Material supplied →
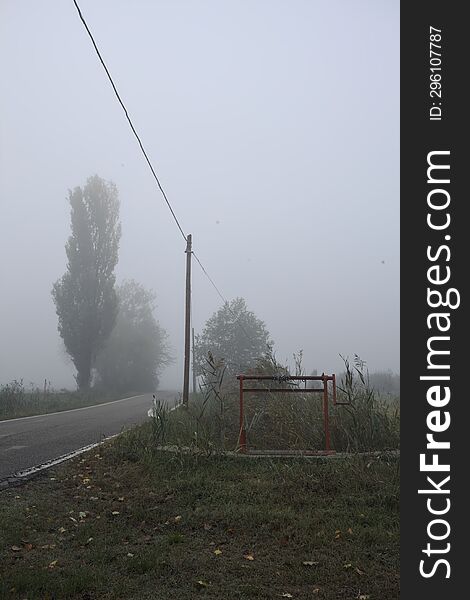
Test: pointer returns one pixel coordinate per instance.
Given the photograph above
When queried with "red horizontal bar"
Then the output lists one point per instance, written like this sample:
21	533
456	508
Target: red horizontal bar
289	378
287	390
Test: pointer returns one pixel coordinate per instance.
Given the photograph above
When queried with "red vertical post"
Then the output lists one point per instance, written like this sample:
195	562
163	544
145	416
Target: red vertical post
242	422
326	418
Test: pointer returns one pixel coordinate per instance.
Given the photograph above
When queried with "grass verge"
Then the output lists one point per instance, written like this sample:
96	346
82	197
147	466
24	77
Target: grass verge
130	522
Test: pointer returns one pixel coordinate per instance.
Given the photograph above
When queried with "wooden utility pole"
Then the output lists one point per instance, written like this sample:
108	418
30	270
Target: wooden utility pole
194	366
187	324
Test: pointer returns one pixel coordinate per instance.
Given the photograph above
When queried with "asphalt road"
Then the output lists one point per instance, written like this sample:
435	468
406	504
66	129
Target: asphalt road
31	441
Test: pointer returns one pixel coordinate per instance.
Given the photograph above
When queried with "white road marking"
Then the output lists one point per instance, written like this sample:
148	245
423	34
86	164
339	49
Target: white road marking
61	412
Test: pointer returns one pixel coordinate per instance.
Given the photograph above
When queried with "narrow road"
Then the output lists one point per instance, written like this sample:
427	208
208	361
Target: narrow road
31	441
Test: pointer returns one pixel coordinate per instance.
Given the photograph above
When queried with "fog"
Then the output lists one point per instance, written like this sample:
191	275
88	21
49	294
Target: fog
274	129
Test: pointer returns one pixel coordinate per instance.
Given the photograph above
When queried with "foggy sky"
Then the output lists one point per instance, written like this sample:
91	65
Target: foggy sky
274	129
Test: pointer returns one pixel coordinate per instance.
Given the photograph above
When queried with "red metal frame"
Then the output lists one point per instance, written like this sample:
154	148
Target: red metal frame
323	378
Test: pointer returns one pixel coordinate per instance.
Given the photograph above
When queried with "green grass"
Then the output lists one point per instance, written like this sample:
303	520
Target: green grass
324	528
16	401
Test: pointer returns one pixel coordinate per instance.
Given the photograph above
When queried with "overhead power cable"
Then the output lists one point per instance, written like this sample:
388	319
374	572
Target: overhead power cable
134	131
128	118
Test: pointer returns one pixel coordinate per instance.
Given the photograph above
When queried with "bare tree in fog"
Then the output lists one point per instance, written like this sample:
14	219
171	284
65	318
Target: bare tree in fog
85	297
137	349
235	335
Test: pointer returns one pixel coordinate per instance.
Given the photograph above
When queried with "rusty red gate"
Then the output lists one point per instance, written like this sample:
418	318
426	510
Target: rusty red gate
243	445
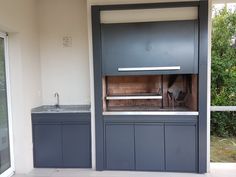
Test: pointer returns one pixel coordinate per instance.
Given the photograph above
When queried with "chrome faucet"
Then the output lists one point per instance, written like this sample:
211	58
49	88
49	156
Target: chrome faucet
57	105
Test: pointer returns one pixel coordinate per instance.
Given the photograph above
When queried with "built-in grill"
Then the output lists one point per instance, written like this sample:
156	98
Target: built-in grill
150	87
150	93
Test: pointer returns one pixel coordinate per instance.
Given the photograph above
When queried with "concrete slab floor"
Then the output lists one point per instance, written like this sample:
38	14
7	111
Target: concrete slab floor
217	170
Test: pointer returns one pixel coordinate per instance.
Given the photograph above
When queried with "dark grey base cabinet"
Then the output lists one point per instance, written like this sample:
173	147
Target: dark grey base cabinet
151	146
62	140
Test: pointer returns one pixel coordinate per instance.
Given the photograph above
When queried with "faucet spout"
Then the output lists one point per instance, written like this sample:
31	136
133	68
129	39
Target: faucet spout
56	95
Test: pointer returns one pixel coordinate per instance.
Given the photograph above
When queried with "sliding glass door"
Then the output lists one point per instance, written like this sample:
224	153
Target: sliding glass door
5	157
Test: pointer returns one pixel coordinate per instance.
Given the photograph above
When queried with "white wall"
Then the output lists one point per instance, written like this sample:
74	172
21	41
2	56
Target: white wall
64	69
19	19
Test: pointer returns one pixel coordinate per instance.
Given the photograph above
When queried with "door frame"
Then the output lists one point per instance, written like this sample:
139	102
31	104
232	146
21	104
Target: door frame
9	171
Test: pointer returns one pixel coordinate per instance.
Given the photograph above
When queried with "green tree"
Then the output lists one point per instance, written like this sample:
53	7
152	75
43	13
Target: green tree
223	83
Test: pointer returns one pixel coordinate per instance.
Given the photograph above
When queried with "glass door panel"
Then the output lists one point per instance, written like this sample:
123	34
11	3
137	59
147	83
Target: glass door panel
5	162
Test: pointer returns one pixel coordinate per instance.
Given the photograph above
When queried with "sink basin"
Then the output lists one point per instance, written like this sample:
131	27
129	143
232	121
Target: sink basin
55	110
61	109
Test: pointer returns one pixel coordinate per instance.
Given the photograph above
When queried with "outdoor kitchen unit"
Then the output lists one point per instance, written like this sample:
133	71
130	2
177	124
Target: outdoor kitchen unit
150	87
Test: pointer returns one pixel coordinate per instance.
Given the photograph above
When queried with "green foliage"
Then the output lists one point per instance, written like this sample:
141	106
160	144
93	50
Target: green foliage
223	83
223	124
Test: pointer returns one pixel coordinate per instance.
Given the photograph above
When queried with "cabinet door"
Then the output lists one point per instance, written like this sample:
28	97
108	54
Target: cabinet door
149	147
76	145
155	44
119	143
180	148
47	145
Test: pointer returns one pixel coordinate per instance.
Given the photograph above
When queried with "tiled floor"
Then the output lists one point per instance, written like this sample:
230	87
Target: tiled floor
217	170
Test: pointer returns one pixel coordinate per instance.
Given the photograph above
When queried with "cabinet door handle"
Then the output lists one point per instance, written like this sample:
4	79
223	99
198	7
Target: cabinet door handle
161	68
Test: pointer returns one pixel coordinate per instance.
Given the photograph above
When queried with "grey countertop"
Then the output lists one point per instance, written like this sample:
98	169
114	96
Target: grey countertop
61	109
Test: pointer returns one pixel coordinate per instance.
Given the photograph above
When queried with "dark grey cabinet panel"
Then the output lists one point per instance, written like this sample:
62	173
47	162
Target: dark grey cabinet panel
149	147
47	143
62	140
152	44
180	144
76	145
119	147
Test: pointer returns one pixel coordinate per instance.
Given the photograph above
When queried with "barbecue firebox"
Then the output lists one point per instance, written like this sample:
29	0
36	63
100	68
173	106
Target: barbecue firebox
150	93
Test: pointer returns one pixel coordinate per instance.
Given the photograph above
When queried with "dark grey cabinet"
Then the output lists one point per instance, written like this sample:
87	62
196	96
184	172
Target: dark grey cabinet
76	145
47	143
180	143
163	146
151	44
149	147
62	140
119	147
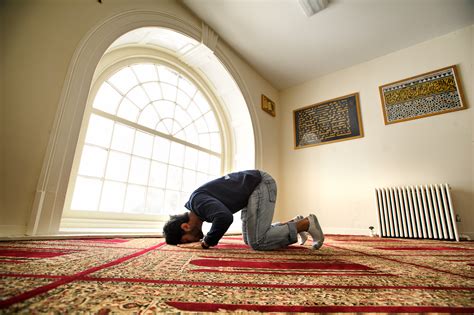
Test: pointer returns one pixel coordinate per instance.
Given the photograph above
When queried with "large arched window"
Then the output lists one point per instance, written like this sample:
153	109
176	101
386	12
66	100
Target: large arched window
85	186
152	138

==

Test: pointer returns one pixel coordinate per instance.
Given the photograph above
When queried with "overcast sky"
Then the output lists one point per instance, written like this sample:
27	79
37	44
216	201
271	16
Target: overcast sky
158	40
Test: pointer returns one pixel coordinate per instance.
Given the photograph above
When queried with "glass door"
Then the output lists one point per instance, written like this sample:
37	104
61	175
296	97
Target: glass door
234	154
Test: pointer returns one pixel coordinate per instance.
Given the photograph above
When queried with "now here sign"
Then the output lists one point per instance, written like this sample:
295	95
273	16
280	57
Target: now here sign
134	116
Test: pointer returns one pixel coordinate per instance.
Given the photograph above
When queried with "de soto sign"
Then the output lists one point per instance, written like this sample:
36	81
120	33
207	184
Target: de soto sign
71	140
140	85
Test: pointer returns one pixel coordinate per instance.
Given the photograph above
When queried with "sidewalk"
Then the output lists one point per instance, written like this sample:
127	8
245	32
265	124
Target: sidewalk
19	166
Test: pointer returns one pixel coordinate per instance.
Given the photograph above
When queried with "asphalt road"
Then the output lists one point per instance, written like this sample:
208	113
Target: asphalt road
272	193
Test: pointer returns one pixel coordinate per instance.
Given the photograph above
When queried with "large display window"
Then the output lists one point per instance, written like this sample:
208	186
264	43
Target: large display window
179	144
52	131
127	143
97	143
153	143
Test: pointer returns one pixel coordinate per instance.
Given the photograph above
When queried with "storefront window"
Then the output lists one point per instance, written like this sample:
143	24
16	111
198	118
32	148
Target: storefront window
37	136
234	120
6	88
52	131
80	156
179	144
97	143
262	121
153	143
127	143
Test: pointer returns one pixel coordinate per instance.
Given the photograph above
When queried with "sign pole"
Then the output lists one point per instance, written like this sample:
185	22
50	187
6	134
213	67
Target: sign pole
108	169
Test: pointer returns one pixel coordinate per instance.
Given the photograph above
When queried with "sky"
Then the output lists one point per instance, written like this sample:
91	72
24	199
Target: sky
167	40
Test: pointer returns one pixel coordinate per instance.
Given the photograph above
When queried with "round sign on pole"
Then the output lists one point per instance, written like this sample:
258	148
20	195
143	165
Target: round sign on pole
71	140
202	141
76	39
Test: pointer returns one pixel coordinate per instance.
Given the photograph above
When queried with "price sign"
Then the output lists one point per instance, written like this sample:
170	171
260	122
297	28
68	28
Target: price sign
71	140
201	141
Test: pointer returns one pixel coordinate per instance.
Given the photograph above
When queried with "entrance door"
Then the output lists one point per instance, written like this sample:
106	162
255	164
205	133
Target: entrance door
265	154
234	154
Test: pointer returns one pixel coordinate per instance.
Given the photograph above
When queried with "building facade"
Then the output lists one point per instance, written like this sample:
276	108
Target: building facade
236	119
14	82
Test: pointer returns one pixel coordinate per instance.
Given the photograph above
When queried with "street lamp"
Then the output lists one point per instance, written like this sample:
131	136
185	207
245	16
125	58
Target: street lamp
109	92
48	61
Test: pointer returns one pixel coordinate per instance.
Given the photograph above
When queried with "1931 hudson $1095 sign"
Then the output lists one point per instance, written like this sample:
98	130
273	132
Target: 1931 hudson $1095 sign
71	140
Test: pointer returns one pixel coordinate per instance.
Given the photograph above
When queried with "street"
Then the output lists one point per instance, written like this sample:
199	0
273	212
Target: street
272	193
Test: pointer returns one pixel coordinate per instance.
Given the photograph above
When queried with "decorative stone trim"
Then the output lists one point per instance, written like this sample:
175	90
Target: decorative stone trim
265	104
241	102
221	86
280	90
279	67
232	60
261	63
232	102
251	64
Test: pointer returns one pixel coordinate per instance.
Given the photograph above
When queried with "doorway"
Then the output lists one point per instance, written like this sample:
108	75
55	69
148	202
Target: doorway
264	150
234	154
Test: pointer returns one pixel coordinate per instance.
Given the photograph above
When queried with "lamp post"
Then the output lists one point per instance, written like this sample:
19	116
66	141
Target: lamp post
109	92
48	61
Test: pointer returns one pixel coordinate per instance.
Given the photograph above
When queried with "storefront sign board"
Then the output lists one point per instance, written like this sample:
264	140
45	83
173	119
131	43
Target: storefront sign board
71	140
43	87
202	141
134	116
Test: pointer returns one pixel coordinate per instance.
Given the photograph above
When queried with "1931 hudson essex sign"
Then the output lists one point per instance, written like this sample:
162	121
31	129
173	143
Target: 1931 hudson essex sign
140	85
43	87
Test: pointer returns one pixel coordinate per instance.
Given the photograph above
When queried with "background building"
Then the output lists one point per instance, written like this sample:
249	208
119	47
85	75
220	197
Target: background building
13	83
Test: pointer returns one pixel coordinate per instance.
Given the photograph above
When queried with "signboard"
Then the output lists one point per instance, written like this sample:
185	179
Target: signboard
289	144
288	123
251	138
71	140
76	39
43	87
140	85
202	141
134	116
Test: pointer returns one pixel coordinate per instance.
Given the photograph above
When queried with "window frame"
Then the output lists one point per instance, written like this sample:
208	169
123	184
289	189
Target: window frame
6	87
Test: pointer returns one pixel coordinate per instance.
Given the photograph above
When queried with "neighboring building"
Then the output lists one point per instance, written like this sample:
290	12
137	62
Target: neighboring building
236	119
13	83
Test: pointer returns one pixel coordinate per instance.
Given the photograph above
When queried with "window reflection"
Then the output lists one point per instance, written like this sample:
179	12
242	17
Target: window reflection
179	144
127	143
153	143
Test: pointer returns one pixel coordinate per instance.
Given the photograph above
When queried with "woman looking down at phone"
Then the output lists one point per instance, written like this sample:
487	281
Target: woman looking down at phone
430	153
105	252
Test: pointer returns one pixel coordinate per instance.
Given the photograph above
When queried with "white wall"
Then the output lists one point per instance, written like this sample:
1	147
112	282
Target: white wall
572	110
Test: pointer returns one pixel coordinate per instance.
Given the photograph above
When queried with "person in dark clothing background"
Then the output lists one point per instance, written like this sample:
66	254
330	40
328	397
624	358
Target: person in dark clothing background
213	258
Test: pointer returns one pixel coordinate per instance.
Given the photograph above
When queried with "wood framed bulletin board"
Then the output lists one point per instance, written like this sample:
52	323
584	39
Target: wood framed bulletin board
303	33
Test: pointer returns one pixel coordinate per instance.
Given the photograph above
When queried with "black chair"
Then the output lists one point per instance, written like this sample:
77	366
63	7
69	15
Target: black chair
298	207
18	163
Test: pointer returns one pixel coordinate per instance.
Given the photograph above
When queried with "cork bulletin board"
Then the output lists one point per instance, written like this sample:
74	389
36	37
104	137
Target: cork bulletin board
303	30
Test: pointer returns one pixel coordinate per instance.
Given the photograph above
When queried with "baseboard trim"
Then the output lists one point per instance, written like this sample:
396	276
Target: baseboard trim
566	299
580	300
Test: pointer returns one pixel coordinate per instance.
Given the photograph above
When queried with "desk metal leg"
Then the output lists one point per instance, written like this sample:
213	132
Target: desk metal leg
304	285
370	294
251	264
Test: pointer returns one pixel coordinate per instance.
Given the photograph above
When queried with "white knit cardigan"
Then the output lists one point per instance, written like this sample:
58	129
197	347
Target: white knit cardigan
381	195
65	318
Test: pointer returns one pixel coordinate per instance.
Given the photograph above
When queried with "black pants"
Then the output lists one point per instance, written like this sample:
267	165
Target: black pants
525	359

Exercise objective → From the rows above, copy out each line that contains the string "handle". Uppercase and lowercase letters count as different.

Result for this task →
When queried with "cabinet door handle"
Target: cabinet door handle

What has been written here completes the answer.